■ **TASK STATEMENT**: Please find the lines in the entries below that contain the word "arcade", and copy each one.

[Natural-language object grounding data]

====

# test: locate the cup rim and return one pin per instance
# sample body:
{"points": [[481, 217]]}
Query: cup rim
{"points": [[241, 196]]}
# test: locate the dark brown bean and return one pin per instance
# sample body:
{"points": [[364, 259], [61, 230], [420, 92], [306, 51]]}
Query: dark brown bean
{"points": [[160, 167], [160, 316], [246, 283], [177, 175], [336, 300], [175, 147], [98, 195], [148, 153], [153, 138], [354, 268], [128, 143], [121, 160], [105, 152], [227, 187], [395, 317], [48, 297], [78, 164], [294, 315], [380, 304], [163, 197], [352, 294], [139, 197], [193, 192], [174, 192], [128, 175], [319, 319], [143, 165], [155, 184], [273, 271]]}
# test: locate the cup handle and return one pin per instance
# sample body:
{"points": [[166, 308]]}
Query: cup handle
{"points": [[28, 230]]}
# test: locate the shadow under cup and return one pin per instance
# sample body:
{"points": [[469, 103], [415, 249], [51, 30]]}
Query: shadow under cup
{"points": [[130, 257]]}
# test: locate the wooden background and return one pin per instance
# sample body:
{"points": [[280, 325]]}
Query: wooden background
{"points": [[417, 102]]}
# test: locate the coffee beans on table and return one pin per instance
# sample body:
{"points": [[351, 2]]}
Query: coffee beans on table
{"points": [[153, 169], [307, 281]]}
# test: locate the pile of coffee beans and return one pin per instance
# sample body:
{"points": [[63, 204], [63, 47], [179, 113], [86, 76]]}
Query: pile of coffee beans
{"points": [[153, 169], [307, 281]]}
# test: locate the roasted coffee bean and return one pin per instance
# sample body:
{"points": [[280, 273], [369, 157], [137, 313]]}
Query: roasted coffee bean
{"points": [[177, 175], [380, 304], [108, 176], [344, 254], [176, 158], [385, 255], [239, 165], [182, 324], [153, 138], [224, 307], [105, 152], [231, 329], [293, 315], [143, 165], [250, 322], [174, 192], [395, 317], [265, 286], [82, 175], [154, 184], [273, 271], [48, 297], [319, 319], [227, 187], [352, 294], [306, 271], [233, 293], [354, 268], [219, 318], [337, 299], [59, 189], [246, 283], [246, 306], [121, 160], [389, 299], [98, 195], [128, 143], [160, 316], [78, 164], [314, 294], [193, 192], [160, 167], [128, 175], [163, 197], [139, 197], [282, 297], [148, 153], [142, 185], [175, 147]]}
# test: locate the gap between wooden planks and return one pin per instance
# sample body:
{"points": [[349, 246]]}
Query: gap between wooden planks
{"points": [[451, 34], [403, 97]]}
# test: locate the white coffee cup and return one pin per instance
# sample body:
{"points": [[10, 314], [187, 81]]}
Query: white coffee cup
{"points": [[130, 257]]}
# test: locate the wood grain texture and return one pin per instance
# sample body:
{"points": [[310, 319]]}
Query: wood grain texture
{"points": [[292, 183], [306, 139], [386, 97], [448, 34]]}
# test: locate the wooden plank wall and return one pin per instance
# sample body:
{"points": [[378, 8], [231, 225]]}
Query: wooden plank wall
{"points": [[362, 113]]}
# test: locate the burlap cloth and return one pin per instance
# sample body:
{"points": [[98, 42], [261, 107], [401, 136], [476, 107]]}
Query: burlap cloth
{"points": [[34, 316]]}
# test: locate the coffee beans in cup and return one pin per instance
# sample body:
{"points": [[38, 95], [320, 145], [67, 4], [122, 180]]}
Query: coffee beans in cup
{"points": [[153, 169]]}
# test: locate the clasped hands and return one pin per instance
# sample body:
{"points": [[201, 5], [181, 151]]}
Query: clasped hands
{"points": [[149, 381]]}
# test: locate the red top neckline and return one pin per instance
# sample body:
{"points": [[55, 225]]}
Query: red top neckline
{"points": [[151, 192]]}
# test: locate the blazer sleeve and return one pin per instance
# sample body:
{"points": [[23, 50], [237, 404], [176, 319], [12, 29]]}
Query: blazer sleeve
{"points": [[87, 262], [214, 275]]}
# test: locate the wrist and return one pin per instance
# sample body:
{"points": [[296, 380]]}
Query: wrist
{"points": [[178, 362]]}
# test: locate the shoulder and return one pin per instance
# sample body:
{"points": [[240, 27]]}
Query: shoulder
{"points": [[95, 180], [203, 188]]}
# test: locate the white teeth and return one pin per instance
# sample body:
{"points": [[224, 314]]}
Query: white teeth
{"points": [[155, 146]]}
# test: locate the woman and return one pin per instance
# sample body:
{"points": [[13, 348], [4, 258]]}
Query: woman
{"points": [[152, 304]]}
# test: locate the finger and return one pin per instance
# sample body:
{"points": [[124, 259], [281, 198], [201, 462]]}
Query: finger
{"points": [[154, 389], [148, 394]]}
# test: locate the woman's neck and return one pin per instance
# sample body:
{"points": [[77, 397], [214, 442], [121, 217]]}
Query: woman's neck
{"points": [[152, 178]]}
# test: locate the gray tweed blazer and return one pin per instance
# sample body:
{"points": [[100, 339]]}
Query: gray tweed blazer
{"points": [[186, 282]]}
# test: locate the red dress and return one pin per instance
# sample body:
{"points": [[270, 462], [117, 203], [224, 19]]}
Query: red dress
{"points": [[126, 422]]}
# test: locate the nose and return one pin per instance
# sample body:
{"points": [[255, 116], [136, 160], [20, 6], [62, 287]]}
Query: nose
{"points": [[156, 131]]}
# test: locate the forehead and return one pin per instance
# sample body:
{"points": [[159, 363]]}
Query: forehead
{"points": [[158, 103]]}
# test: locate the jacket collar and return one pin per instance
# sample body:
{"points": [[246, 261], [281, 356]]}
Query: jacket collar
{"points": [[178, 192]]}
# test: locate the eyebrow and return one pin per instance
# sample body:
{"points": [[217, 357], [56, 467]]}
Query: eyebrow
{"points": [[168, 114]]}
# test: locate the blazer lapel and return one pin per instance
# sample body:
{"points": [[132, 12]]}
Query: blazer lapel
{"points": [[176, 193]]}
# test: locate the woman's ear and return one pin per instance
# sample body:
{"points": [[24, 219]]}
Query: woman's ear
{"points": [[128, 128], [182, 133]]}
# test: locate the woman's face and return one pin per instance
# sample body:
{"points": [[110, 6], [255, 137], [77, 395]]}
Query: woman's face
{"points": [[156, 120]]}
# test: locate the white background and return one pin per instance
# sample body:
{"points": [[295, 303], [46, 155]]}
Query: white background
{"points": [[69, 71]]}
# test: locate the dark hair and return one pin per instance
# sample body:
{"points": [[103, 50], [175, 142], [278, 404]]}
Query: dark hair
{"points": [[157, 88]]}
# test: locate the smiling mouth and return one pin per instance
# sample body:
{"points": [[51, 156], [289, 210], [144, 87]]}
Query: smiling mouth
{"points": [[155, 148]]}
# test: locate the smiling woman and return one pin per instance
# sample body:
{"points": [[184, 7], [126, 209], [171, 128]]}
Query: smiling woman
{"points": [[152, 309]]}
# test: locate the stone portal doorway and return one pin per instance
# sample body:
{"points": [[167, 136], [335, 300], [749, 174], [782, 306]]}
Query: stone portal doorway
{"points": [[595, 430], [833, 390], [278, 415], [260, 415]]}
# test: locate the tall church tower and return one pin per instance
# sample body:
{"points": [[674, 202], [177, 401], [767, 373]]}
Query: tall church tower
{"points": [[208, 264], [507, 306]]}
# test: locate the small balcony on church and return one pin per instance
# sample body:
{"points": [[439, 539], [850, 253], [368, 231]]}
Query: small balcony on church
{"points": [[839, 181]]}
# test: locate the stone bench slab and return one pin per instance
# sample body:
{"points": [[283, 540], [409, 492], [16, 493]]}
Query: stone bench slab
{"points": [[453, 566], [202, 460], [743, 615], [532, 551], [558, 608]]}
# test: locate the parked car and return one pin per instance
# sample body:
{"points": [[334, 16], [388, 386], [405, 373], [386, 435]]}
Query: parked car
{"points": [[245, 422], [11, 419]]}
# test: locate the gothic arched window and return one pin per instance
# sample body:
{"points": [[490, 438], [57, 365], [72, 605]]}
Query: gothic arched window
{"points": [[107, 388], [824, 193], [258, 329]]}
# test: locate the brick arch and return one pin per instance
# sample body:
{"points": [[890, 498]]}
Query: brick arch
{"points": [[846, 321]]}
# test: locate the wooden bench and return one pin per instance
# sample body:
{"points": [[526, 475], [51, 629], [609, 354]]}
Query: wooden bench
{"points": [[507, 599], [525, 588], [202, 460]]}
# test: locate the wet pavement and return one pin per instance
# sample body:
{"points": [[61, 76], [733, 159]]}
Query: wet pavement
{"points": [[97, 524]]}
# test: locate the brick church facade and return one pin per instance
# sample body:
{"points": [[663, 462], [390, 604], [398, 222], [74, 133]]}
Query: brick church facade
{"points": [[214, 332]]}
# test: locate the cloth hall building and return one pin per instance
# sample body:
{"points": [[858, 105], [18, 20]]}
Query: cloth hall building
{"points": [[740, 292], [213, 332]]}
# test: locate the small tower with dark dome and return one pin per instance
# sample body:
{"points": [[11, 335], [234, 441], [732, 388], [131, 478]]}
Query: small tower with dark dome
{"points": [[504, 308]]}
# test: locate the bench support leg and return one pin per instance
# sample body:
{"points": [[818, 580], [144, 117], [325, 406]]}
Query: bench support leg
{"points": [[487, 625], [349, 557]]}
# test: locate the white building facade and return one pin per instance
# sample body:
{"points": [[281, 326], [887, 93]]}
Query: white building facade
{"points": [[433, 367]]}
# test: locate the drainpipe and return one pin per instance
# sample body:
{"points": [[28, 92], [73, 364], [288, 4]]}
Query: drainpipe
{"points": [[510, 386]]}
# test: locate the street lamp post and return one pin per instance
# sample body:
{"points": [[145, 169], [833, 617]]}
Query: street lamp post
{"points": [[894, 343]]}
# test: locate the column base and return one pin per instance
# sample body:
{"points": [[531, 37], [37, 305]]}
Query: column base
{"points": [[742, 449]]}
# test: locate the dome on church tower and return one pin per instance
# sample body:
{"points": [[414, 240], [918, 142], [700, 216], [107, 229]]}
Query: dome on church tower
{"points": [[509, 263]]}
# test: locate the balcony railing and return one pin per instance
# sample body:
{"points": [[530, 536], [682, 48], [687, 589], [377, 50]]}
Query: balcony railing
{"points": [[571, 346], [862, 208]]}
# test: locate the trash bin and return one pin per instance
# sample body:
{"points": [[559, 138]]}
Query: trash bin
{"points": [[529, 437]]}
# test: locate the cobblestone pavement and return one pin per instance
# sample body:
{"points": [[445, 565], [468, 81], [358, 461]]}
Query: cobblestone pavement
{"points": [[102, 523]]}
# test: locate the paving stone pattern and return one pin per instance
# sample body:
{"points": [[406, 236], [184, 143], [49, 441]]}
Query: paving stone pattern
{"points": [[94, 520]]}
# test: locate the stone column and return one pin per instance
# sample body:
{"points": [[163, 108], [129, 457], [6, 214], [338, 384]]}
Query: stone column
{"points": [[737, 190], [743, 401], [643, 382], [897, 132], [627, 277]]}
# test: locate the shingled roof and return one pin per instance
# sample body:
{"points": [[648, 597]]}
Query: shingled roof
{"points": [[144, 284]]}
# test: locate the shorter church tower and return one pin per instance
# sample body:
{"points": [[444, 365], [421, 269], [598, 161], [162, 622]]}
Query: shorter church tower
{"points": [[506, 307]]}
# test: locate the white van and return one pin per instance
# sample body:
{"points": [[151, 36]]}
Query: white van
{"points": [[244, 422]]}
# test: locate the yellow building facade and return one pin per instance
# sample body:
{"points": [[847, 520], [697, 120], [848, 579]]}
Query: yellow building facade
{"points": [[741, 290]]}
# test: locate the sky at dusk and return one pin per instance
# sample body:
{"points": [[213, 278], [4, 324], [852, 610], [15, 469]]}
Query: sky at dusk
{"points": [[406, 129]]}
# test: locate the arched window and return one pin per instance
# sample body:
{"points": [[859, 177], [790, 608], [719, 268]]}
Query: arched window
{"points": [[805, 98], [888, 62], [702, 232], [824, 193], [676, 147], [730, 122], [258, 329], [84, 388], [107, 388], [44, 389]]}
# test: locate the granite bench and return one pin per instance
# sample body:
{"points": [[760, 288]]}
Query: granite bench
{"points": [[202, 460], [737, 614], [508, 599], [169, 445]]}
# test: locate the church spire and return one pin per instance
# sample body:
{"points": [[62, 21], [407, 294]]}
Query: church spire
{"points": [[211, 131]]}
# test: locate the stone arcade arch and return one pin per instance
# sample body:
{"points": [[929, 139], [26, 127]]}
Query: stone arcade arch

====

■ **RESULT OF THIS TASK**:
# test: locate the stone arcade arch and return one pin per instance
Query: stone arcade arch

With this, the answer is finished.